* Problem to work on
Return all the data, word for word.

* Data shown

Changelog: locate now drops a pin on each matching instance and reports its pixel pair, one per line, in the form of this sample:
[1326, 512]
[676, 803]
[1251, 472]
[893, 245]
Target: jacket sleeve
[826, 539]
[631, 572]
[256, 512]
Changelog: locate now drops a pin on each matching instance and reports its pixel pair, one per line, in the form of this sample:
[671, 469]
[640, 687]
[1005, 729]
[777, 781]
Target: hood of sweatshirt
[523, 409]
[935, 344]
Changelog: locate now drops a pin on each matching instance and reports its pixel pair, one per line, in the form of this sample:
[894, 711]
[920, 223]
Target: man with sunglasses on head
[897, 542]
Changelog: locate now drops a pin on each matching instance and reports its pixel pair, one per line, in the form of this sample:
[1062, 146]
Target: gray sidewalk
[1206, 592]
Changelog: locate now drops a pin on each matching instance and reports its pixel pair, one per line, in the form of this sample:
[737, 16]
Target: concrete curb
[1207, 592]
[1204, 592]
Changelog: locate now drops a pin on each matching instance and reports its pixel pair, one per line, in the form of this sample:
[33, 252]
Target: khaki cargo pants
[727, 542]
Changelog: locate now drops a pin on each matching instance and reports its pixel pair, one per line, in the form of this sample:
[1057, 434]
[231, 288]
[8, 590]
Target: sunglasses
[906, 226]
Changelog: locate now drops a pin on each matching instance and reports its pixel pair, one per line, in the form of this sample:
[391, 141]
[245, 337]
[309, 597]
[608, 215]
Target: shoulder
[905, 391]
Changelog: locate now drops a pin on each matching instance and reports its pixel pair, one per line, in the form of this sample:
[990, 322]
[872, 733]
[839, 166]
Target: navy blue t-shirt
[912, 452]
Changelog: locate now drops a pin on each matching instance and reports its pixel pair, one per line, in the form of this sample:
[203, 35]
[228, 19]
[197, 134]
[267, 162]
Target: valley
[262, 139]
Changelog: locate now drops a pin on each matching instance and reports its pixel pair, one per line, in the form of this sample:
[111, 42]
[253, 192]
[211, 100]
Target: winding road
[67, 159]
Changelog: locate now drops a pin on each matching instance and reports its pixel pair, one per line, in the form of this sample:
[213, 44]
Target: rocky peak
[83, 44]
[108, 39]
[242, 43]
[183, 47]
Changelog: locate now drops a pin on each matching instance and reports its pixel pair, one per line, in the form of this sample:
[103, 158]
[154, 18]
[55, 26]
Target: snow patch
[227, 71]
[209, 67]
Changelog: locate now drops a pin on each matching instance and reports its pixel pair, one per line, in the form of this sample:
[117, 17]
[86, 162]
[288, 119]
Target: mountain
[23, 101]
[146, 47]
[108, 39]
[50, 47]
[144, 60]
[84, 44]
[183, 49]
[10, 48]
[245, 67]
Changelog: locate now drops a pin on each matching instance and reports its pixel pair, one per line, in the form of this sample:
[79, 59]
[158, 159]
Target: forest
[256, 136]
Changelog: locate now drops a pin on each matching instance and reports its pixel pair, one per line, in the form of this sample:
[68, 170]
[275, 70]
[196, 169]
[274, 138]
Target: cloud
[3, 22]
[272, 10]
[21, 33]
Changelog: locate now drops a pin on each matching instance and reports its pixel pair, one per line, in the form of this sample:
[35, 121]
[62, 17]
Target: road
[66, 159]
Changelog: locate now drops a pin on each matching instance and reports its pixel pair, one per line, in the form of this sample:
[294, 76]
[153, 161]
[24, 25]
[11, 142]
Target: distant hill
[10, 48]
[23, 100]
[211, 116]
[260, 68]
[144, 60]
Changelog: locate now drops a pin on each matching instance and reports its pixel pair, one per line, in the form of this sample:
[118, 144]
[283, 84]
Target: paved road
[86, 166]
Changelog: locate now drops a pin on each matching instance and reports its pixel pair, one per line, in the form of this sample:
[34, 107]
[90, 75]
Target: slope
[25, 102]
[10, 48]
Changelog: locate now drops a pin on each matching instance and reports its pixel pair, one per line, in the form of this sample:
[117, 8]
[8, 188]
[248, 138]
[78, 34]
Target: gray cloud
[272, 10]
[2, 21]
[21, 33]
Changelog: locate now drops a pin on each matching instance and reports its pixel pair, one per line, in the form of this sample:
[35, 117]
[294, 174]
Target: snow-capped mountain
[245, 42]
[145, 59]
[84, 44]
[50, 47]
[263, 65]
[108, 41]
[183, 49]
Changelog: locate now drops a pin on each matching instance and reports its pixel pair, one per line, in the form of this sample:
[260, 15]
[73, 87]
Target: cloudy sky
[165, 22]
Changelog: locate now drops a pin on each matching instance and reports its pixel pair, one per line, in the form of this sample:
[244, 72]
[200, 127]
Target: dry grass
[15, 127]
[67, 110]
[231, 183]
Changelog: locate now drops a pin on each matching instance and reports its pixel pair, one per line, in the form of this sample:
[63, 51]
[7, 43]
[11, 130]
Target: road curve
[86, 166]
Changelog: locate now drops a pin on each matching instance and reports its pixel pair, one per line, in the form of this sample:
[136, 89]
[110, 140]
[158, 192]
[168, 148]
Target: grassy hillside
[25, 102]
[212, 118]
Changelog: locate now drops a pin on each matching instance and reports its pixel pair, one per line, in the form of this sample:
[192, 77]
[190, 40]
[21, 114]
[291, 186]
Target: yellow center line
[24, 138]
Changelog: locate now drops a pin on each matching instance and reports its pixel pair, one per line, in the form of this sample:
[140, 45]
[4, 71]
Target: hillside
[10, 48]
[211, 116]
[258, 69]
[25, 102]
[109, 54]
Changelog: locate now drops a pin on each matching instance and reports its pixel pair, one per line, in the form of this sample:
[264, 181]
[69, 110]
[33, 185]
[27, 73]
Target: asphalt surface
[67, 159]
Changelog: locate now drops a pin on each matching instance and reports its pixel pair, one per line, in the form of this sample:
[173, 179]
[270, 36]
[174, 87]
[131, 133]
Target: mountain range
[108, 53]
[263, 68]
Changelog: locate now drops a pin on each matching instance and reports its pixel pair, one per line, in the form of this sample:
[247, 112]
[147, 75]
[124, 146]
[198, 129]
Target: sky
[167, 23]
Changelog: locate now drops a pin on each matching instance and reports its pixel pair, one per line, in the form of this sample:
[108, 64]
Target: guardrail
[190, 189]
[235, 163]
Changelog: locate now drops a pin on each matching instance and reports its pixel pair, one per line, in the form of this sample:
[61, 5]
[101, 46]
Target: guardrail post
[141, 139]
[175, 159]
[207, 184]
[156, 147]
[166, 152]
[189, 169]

* Solution
Changelog: locate now drops a pin on each matching instance and reports its pixel pair, one per line, in the form of this sample:
[1326, 512]
[676, 803]
[1251, 472]
[893, 245]
Target: jacket sleeve
[826, 539]
[631, 572]
[256, 512]
Changelog: locate now drops a pin on each matching instance and reports its pixel pair, one per line, in the form of this sample:
[671, 469]
[640, 687]
[1005, 729]
[777, 781]
Target: hood of sweatshirt
[523, 409]
[935, 344]
Changelog: locate now drops a pin on each matching instance and reports its pixel pair, one per line, in the form of this sample:
[894, 711]
[920, 223]
Target: man with sunglasses on head
[897, 542]
Changelog: locate now drops a pin on each matching instance and reports its pixel pair, one per line, in the form of this sample:
[1062, 146]
Target: gray sidewalk
[1206, 592]
Changelog: locate now drops a pin on each matching instance and reports its pixel pair, one per line, in the form of this sample:
[737, 16]
Target: concrete curb
[1207, 592]
[1204, 592]
Changelog: locate now drops a pin on each matching instance and reports its pixel pair, one per line, in the form of this sample:
[33, 252]
Target: khaki cargo pants
[727, 542]
Changelog: locate now drops a pin on each matching instance and reports its pixel pair, one per line, in the form of this sample:
[1057, 434]
[231, 288]
[8, 590]
Target: sunglasses
[906, 226]
Changelog: locate now drops a pin on each matching instance and reports its pixel pair, one per line, in the form of this sample:
[391, 141]
[245, 337]
[309, 597]
[608, 215]
Target: shoulder
[905, 391]
Changelog: locate now drops a pin on each matching instance and reports its pixel pair, one per line, in the form of this sample:
[990, 322]
[872, 733]
[839, 166]
Target: navy blue t-shirt
[912, 452]
Changelog: locate now drops a pin on each matching instance and reports its pixel pair, one per line, in the form of this sample:
[203, 35]
[228, 19]
[197, 134]
[267, 162]
Target: valley
[262, 139]
Changelog: locate now drops a pin on each matching instance and reports its pixel pair, one per line, in the form of this sample:
[111, 42]
[253, 192]
[211, 100]
Target: winding road
[67, 159]
Changelog: locate now drops a pin on each matching instance and reports its pixel pair, one per line, in the form of this sample:
[213, 44]
Target: rocky peak
[83, 44]
[108, 39]
[242, 43]
[183, 47]
Changelog: locate now drops a pin on each matching instance and reports its pixel pair, one per line, in the form of this sample:
[103, 158]
[154, 18]
[55, 26]
Target: snow patch
[227, 71]
[209, 67]
Changelog: locate now drops a pin on each matching instance and reports its pixel pair, one per line, in the form of this sample:
[117, 17]
[86, 162]
[288, 119]
Target: mountain
[23, 101]
[146, 47]
[108, 39]
[50, 47]
[144, 60]
[84, 44]
[183, 49]
[10, 48]
[245, 67]
Changelog: locate now drops a pin on each matching instance and reports its pixel pair, one per line, in the form of this sample:
[79, 59]
[158, 159]
Target: forest
[256, 136]
Changelog: locate now drops a pin on each matching instance and reports its pixel pair, one per line, in the form of this sample:
[68, 170]
[275, 70]
[196, 169]
[274, 138]
Target: cloud
[3, 22]
[272, 10]
[21, 33]
Changelog: locate now drops a pin on each matching instance and reports its pixel pair, one per line, in the form of this sample:
[35, 121]
[62, 17]
Target: road
[66, 159]
Changelog: locate now drops a pin on each matching instance and reports its pixel pair, one per line, in the form of this sample:
[294, 76]
[153, 161]
[24, 25]
[11, 142]
Target: distant hill
[10, 48]
[23, 100]
[211, 116]
[260, 68]
[144, 60]
Changelog: locate now drops a pin on each matching instance and reports its pixel pair, one per line, in the form of this sample:
[118, 144]
[283, 84]
Target: paved road
[86, 166]
Changelog: locate now drops a pin on each matching instance and reports its pixel pair, one per line, in the form of this sample:
[34, 107]
[90, 75]
Target: slope
[25, 102]
[10, 48]
Changelog: locate now drops a pin on each matching instance and reports its pixel pair, one per line, in the form of this sample:
[117, 8]
[8, 188]
[248, 138]
[78, 34]
Target: gray cloud
[272, 10]
[2, 21]
[21, 33]
Changelog: locate now drops a pin on each matching instance and reports its pixel pair, one per line, in the form of this sample:
[35, 117]
[294, 174]
Target: snow-capped mountain
[245, 42]
[145, 59]
[84, 44]
[50, 47]
[263, 65]
[108, 41]
[183, 49]
Changelog: locate now drops a pin on each matching instance and reports its pixel pair, one per line, in the form of this sample:
[260, 15]
[73, 87]
Target: cloudy sky
[165, 22]
Changelog: locate now drops a pin on each matching instance and reports its pixel pair, one per line, in the form of this sample:
[244, 72]
[200, 127]
Target: dry grass
[15, 127]
[67, 110]
[231, 183]
Changelog: locate now drops a pin on each matching instance and reports its pixel pair, one per line, in the form of this sample:
[63, 51]
[7, 43]
[11, 130]
Target: road curve
[86, 166]
Changelog: locate now drops a pin on each matching instance and reports its pixel pair, one per line, in the form of this sample:
[136, 89]
[110, 140]
[158, 192]
[168, 148]
Target: grassy hillside
[25, 102]
[212, 118]
Changelog: locate now drops a pin on each matching instance and reports its pixel pair, one per line, in the form of this sample:
[192, 77]
[190, 40]
[21, 114]
[291, 186]
Target: yellow center line
[24, 138]
Changelog: locate now drops a pin on each matching instance and reports its pixel pair, one per line, in the form of this sample:
[140, 45]
[4, 71]
Target: hillside
[10, 48]
[211, 116]
[258, 69]
[25, 102]
[109, 54]
Changelog: locate now drops a pin on each matching instance and reports its pixel pair, one per line, in the form of this sample:
[264, 181]
[69, 110]
[33, 185]
[27, 73]
Target: asphalt surface
[67, 159]
Changelog: locate now drops a pin on each matching instance and reports its pixel pair, one per line, in the form of this sample:
[173, 179]
[270, 36]
[174, 87]
[131, 133]
Target: mountain range
[108, 53]
[263, 68]
Changelog: locate now drops a pin on each matching instance and reports its pixel pair, one per line, in the form of this sample:
[247, 112]
[147, 75]
[124, 146]
[198, 129]
Target: sky
[167, 23]
Changelog: locate now drops a pin on each matching instance and reports its pixel pair, one per line, in the form of this sample:
[108, 64]
Target: guardrail
[190, 189]
[235, 163]
Changelog: locate now drops a pin on each matching instance and reports its pixel pair, one per line, in the form of this sample:
[61, 5]
[101, 46]
Target: guardrail post
[141, 139]
[175, 159]
[207, 184]
[156, 147]
[166, 152]
[189, 169]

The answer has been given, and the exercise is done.